Direction
Skip all pictures. Set down only the lines starting at the line containing "Thank you for the photo above. Could you indicate the helmet" and running to the end of the listing.

Material for this exercise
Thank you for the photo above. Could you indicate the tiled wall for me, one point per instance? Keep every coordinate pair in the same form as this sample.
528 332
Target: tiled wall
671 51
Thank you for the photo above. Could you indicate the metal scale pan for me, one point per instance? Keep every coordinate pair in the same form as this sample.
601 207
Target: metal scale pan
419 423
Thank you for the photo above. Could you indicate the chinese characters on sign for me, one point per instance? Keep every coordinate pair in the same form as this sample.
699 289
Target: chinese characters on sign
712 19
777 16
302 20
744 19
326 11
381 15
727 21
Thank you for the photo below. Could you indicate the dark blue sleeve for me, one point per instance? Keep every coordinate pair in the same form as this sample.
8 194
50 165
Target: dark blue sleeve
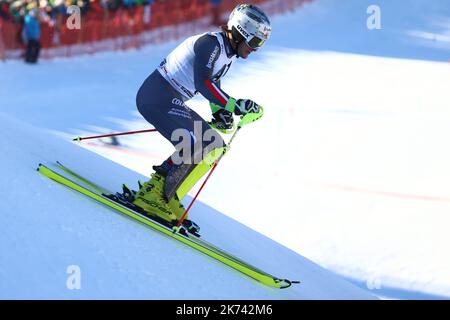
207 51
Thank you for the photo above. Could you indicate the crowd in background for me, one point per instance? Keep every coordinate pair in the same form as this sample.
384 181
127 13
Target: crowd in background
29 14
16 10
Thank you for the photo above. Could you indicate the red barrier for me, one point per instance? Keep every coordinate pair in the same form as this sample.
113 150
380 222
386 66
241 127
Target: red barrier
128 28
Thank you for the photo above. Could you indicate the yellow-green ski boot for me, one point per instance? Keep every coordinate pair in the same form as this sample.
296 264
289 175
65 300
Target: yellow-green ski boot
150 198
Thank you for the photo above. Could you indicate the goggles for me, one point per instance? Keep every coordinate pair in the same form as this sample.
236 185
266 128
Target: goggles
255 43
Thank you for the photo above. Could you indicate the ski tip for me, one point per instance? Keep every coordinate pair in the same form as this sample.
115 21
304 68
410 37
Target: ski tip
285 283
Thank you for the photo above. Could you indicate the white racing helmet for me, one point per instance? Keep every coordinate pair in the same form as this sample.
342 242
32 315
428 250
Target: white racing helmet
250 24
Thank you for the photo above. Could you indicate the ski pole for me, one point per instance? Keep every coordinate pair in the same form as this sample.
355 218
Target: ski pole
113 134
248 118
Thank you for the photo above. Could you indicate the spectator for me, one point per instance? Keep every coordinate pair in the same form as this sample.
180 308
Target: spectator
31 33
216 14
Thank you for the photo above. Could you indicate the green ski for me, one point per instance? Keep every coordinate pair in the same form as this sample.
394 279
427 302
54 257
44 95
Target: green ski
193 242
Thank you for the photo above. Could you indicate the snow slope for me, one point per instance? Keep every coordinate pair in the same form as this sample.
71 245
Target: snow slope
354 137
46 229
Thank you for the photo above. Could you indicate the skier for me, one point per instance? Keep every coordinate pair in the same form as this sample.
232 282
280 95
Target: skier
195 66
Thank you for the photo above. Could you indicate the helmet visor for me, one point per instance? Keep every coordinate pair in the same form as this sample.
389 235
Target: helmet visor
255 42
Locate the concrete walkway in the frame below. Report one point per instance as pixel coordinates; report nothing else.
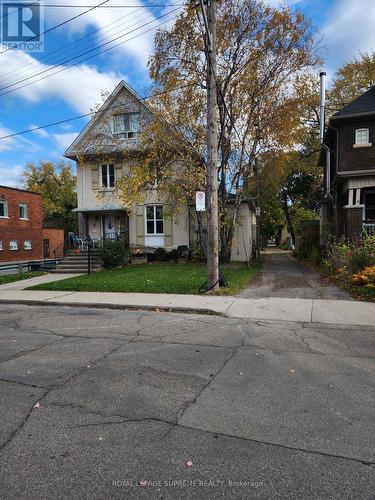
(38, 280)
(339, 312)
(286, 277)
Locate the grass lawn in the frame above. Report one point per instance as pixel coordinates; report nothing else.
(18, 277)
(156, 278)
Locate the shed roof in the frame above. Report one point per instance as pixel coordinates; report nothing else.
(363, 105)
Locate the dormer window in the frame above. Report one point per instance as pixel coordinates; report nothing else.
(362, 137)
(108, 176)
(127, 124)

Answer to the task
Thank you for the photo above. Could you indicate the helmet visor for me, one point per instance? Keep every coordinate pair in the same form as this sample.
389 235
Target: helmet visor
255 42
Locate the concrete walkway in the frame below. Report one point per instance as pixel coordinates; report nothing else.
(38, 280)
(339, 312)
(286, 277)
Locate the grass lawn in the frame above. Report one point per instance as pixel coordinates; report nothing else.
(18, 277)
(156, 278)
Locate the shed roof in the frame above. Report one point per instance as pixel coordinates; report nothing else.
(363, 105)
Locate the dormer window in the frame above. Report one point per instance as pixel coordinates; report nothing else.
(362, 137)
(108, 176)
(127, 124)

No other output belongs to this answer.